→ **Record extracts**
┌────────

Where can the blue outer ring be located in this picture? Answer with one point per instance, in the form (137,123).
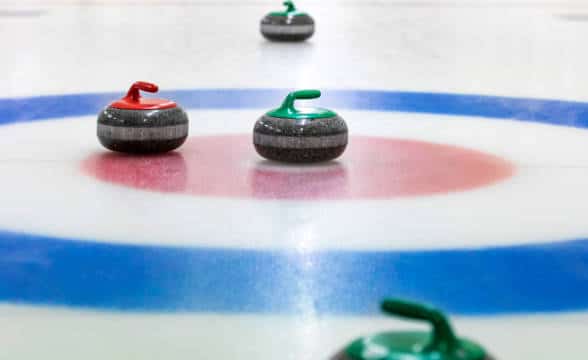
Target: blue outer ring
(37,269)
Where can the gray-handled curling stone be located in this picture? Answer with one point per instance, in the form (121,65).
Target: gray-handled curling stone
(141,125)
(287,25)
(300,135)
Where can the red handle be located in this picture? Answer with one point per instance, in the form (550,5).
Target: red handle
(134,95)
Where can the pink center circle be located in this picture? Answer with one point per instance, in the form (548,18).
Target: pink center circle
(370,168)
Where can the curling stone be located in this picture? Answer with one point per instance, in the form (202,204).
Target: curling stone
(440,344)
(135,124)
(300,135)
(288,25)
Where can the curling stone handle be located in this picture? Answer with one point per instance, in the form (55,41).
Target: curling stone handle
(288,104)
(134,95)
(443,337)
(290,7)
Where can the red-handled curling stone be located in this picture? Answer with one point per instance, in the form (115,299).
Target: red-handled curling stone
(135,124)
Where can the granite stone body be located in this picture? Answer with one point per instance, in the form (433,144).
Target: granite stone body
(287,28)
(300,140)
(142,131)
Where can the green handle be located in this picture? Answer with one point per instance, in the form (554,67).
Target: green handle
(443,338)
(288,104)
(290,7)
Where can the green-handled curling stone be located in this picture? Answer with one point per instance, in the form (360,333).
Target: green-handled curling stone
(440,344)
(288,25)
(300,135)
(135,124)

└────────
┌────────

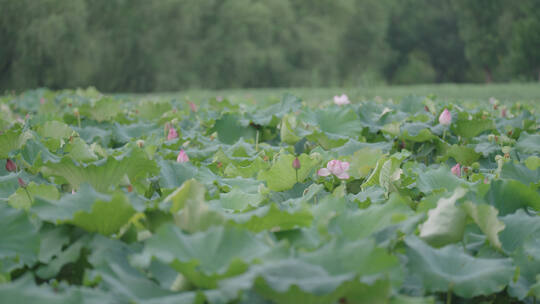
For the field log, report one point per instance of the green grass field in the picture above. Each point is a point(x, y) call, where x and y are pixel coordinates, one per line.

└────────

→ **Stated goal**
Which lines in the material above contain the word "ring"? Gather each of them and copy it out in full.

→ **Worked answer**
Where can the blue outer ring be located in this picture? Answer with one point per instance, in the form (137,123).
Target: blue outer ring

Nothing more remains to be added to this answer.